── Entries supplied ──

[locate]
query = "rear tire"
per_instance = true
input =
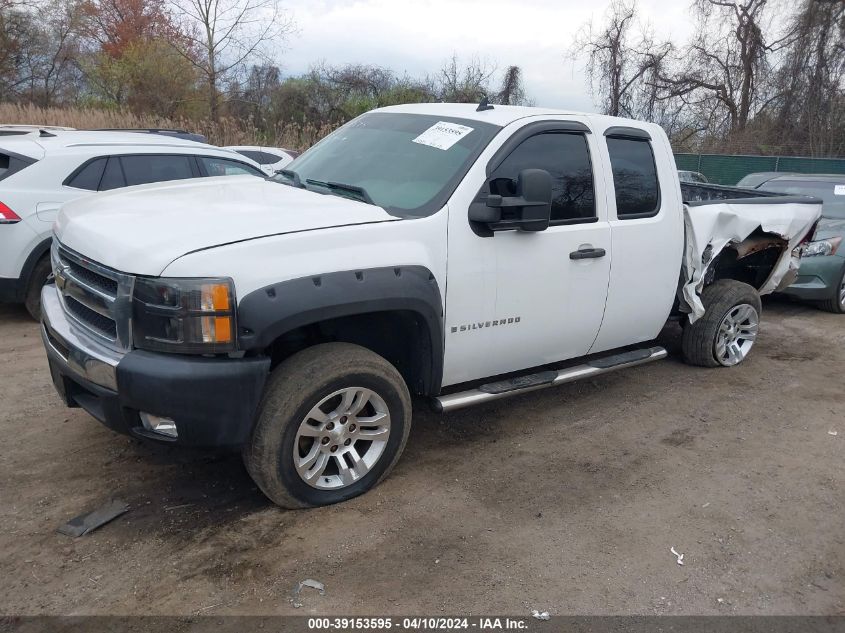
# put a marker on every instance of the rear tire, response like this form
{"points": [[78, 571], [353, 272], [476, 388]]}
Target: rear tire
{"points": [[732, 315], [836, 303], [333, 422], [37, 279]]}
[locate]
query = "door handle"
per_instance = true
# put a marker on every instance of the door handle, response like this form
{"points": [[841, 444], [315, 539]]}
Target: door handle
{"points": [[587, 253]]}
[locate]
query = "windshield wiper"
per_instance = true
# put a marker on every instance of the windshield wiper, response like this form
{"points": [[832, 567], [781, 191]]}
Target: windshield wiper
{"points": [[360, 193]]}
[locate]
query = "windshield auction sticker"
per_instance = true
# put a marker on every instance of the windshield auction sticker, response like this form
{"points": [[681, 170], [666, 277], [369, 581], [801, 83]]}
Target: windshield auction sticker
{"points": [[443, 135]]}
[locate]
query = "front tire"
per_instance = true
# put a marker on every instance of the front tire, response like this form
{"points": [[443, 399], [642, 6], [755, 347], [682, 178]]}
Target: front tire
{"points": [[37, 279], [333, 422], [724, 336]]}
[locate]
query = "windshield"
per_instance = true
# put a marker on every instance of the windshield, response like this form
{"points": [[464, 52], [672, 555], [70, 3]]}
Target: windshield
{"points": [[832, 193], [409, 164]]}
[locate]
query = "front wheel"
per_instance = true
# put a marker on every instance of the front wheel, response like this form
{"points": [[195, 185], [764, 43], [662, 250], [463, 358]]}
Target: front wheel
{"points": [[37, 279], [726, 333], [332, 424]]}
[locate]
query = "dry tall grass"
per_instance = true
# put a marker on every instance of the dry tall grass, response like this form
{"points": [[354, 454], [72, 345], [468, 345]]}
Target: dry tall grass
{"points": [[226, 132]]}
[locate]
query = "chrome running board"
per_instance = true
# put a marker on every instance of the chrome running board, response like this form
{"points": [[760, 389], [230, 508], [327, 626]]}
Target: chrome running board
{"points": [[541, 380]]}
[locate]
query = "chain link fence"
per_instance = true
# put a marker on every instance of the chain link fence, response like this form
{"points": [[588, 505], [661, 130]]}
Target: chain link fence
{"points": [[728, 170]]}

───

**Directions**
How many lines of the records contain the string "auction"? Reply with the number alone.

**Task output**
3